======== Dataset records ========

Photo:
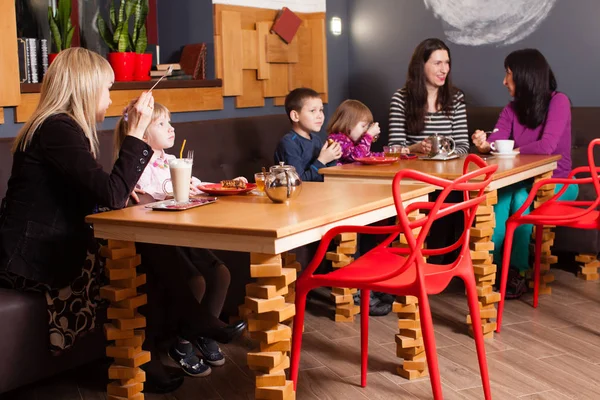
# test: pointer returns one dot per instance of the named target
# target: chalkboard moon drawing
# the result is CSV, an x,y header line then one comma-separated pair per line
x,y
484,22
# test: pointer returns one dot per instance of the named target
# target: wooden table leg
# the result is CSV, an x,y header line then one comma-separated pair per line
x,y
547,259
127,326
409,340
485,271
268,310
345,309
589,266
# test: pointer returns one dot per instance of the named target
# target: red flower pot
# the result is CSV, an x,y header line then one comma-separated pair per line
x,y
142,66
123,65
51,57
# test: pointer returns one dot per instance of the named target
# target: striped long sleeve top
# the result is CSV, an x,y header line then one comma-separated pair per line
x,y
454,125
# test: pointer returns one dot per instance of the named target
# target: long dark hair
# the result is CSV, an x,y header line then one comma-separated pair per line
x,y
416,100
534,84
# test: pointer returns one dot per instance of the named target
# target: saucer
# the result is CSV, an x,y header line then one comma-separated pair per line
x,y
504,155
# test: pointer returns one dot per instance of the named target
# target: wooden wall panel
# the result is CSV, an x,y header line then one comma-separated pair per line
x,y
280,52
250,15
250,49
218,57
277,84
243,43
301,74
319,55
262,29
253,91
175,99
231,37
10,89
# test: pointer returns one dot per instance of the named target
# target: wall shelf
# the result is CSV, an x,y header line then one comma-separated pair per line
x,y
143,85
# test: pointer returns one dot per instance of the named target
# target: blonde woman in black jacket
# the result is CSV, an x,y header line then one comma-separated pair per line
x,y
56,180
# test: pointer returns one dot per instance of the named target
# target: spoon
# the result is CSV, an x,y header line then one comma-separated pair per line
x,y
167,72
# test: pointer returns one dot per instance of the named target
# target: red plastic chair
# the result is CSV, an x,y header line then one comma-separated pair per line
x,y
403,271
573,214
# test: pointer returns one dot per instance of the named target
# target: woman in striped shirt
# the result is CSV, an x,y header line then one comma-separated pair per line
x,y
428,103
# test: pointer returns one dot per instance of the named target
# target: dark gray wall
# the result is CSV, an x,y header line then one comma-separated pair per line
x,y
384,34
190,21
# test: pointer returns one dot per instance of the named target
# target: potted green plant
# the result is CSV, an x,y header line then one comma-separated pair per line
x,y
139,42
61,28
116,37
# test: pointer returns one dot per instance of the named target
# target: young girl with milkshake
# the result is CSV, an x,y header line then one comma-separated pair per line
x,y
194,280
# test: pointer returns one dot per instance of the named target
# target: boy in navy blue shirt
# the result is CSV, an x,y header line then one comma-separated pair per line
x,y
302,147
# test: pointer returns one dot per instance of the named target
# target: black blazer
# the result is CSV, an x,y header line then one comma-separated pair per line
x,y
53,185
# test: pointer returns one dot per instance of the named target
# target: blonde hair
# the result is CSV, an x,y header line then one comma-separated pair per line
x,y
71,86
122,127
347,115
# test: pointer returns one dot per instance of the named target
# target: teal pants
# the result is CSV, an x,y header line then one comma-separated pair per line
x,y
510,199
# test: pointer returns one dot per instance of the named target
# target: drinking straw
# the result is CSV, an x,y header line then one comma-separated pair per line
x,y
181,151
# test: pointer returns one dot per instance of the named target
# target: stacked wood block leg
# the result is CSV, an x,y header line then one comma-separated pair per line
x,y
126,329
589,267
485,270
409,340
547,259
345,310
268,309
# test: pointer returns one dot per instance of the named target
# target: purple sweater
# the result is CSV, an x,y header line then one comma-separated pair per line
x,y
551,137
351,150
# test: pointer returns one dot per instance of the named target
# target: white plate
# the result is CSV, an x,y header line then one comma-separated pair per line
x,y
505,155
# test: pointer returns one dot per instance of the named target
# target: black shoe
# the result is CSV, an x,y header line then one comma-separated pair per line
x,y
211,353
378,308
162,386
186,358
516,285
227,333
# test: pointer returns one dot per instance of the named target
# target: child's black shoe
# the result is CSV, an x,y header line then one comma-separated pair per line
x,y
210,350
183,354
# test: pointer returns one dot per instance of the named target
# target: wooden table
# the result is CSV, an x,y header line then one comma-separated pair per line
x,y
238,223
510,171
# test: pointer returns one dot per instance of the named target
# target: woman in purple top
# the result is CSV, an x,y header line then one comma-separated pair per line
x,y
352,127
539,121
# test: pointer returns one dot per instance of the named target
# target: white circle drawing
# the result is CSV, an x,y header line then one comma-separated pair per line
x,y
481,22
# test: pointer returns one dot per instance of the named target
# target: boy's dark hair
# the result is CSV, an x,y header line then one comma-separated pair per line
x,y
295,99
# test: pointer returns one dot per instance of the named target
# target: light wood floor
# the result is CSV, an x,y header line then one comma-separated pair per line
x,y
552,352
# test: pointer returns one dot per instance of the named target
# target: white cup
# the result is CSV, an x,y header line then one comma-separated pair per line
x,y
503,146
181,175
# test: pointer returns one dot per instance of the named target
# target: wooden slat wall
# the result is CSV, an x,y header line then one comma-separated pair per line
x,y
176,100
246,50
231,36
10,90
253,91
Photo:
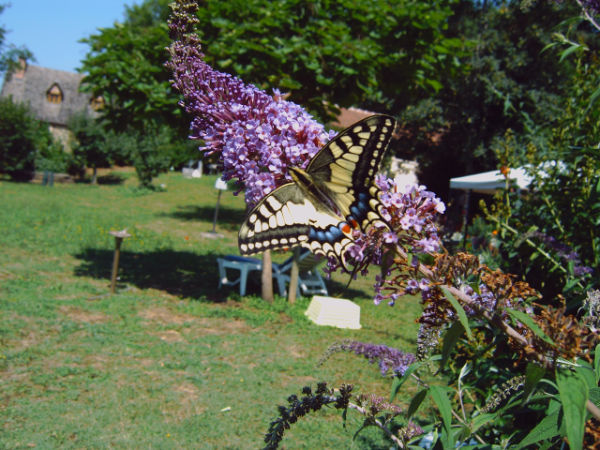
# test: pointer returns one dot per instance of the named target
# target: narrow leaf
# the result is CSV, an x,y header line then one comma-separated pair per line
x,y
481,420
416,402
398,382
573,392
451,337
533,374
462,315
597,362
594,396
528,321
548,427
439,396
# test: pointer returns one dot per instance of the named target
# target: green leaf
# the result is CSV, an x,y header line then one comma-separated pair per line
x,y
416,402
573,391
451,337
481,420
462,315
594,396
533,374
399,381
597,362
548,427
440,397
586,371
568,51
528,321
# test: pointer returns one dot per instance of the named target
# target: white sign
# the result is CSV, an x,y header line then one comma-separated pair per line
x,y
220,184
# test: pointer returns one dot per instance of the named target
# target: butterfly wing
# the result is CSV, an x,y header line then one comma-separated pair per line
x,y
345,169
286,218
342,174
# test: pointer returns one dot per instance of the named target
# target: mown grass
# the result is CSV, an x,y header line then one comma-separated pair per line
x,y
169,361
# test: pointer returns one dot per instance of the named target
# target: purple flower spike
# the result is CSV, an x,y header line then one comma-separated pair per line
x,y
257,135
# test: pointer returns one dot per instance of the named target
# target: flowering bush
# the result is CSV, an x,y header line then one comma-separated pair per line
x,y
516,372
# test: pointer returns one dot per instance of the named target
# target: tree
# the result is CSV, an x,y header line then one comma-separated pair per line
x,y
323,53
380,54
21,137
9,53
508,81
90,148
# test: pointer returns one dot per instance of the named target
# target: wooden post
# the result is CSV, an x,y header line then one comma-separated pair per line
x,y
292,290
214,230
119,236
267,277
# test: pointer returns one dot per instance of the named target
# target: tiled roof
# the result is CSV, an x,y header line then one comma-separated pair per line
x,y
32,85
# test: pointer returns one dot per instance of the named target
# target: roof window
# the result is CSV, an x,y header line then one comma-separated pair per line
x,y
54,94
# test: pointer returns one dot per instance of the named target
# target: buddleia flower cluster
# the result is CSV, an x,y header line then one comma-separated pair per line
x,y
387,358
257,135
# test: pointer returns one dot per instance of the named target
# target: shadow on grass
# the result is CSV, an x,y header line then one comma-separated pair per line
x,y
180,273
228,218
109,179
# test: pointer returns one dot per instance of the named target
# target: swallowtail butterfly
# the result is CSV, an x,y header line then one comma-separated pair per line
x,y
324,203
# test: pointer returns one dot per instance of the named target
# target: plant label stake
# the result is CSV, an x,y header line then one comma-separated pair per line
x,y
119,236
221,186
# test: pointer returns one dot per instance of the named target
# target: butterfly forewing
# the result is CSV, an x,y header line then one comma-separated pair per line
x,y
342,172
347,165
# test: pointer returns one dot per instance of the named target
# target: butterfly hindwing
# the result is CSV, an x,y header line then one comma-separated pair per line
x,y
286,218
333,195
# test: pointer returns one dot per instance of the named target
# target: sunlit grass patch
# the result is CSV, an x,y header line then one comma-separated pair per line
x,y
169,361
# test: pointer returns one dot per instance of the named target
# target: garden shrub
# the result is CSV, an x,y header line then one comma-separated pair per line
x,y
21,137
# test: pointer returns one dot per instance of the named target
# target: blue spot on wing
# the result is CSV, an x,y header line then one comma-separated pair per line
x,y
331,235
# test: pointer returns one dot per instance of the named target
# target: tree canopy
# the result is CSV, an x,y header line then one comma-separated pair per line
x,y
321,52
10,53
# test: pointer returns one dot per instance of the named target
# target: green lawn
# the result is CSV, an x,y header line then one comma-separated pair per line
x,y
169,361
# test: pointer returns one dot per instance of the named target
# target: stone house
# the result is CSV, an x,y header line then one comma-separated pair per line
x,y
52,95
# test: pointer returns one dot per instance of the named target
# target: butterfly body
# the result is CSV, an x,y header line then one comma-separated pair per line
x,y
325,202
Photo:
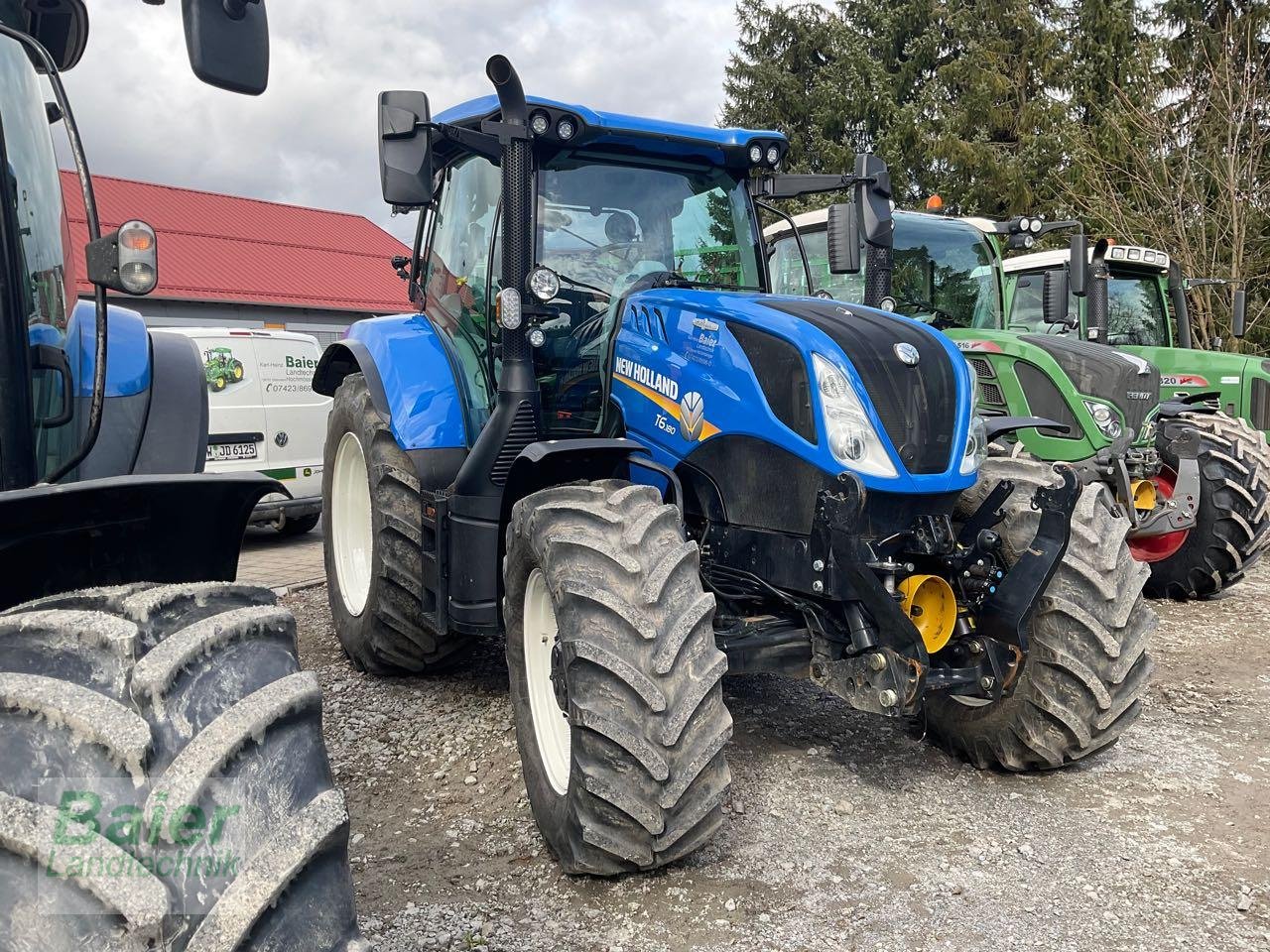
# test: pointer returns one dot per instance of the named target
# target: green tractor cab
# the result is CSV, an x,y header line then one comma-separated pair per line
x,y
222,368
1223,398
1107,419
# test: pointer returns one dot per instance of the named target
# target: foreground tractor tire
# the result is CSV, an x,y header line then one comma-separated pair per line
x,y
164,782
1087,666
615,678
1232,524
373,543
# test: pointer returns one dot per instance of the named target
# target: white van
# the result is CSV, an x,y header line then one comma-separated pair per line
x,y
266,416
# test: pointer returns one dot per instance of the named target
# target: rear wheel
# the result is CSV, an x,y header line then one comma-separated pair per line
x,y
615,678
1087,666
1232,522
182,712
372,552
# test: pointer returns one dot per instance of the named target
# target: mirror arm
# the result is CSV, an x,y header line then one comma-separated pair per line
x,y
799,185
798,240
470,140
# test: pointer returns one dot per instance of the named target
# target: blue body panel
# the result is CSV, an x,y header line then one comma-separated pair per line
x,y
425,403
698,354
127,357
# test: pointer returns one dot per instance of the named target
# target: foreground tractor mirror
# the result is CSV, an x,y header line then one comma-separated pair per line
x,y
843,234
229,44
1055,298
405,149
125,261
1078,266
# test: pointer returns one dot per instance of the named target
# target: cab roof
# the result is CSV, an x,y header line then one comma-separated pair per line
x,y
720,146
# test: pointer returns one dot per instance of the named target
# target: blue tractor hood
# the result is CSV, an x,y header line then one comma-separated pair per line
x,y
690,366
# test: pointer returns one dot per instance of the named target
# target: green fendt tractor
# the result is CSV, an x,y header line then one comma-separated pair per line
x,y
1155,457
221,368
1223,397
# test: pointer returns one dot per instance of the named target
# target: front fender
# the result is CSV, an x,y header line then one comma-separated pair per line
x,y
411,377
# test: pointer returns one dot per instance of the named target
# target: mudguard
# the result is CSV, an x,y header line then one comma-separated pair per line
x,y
125,530
412,379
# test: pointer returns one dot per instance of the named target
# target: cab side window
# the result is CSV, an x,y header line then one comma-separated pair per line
x,y
458,273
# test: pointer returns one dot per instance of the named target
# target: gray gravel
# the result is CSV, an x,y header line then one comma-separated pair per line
x,y
843,830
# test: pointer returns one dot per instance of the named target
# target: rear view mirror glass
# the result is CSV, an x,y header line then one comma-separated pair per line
x,y
229,44
405,149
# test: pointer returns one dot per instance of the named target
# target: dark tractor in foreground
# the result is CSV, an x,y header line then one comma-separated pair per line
x,y
164,782
603,436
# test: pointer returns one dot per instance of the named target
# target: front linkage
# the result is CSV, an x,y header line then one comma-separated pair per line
x,y
887,666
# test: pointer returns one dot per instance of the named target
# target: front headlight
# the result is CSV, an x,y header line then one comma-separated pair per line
x,y
852,438
1103,417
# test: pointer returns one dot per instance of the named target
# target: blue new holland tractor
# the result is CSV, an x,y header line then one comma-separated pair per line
x,y
601,434
164,783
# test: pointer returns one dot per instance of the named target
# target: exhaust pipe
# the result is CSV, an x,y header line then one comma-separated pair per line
x,y
517,416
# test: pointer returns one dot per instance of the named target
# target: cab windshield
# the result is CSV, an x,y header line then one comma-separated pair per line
x,y
944,272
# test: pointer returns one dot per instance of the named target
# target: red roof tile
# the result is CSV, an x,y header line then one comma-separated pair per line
x,y
221,248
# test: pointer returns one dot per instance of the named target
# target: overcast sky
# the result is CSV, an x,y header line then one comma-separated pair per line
x,y
312,137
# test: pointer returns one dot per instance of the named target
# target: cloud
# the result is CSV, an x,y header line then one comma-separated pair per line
x,y
310,139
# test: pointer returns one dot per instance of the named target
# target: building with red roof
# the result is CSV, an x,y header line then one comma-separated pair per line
x,y
240,262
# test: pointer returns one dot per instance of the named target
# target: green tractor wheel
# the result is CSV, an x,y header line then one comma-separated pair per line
x,y
1232,525
1086,666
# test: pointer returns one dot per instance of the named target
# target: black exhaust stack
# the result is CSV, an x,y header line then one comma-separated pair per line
x,y
1182,308
475,504
1097,294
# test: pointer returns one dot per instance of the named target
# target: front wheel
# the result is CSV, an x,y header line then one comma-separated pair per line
x,y
615,678
1087,666
1232,521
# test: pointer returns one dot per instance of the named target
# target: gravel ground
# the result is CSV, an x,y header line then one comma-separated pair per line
x,y
843,830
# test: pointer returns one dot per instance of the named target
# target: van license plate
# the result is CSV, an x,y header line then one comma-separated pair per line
x,y
220,452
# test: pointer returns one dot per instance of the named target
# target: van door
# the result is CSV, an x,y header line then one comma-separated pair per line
x,y
235,424
295,416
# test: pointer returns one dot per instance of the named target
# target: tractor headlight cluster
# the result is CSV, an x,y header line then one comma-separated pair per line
x,y
544,284
1103,417
852,438
976,439
509,307
766,154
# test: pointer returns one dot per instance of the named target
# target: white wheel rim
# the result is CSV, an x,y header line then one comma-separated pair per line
x,y
552,729
350,532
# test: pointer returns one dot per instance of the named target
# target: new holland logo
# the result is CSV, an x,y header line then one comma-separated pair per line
x,y
693,416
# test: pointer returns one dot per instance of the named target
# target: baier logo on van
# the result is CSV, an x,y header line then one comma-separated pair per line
x,y
221,368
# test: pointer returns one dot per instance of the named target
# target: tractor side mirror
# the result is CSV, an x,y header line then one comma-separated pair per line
x,y
1055,298
405,149
843,235
1241,312
227,42
1078,266
125,261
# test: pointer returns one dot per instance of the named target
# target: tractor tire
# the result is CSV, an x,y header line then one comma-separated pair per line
x,y
1087,665
183,705
1232,524
300,526
372,552
633,774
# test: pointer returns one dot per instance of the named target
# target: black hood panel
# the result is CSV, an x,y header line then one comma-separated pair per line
x,y
917,404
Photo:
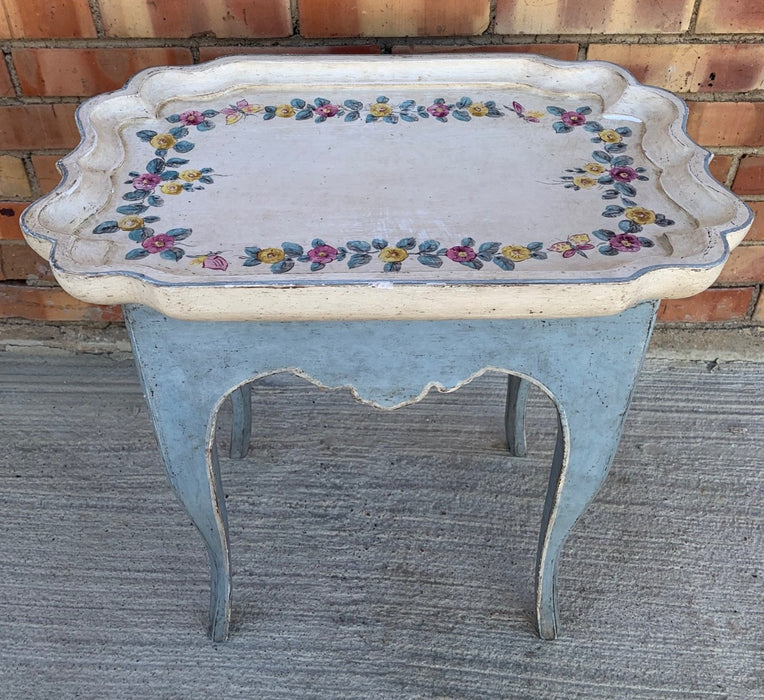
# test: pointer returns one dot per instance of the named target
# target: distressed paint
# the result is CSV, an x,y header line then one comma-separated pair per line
x,y
391,364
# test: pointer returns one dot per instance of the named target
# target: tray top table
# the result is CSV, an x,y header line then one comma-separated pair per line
x,y
391,225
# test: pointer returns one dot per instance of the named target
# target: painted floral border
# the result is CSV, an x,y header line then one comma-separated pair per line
x,y
609,170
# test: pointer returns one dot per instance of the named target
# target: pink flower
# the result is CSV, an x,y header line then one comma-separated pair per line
x,y
327,110
438,110
573,118
625,243
623,174
215,262
461,253
192,117
322,254
147,181
158,243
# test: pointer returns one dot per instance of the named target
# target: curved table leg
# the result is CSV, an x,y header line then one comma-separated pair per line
x,y
514,415
241,428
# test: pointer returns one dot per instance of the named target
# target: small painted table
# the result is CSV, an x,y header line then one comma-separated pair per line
x,y
387,224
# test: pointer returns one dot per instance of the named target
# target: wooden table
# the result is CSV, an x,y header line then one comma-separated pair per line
x,y
390,225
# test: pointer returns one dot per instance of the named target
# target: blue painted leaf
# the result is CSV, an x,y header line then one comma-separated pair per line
x,y
625,189
430,260
601,157
612,210
155,166
292,250
131,209
282,267
358,259
106,227
504,263
179,233
629,226
621,161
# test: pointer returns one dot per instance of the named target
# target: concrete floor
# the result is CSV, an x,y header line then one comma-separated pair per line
x,y
380,554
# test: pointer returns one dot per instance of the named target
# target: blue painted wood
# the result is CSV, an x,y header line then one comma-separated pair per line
x,y
588,366
241,423
514,415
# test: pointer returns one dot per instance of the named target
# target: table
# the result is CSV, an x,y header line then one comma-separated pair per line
x,y
390,225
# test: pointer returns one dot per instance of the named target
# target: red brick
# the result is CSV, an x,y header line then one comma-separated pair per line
x,y
13,178
689,67
710,306
63,72
592,16
750,176
334,18
46,19
50,304
29,127
745,266
19,262
9,220
719,167
209,53
726,123
722,16
756,232
563,52
183,19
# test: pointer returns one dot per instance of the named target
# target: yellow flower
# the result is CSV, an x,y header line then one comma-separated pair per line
x,y
130,223
171,188
516,253
610,136
390,254
595,168
285,111
271,255
381,109
477,109
640,215
584,181
163,141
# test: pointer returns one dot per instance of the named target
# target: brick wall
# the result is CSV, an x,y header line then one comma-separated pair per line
x,y
57,52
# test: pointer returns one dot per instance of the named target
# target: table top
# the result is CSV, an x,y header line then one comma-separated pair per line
x,y
292,188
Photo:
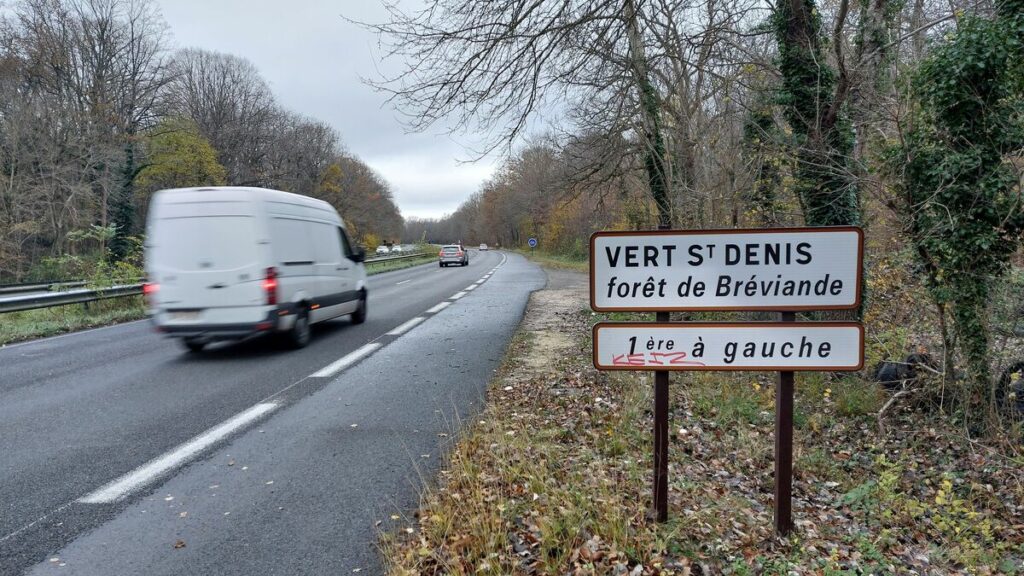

========

# Requirements
Locate every line in the records above that contains the word "dark", and copy each of those lines.

# Solution to this exercise
# target: long dark hair
# target: dark gray wall
# target: boy's dark hair
# target: dark tractor in foreground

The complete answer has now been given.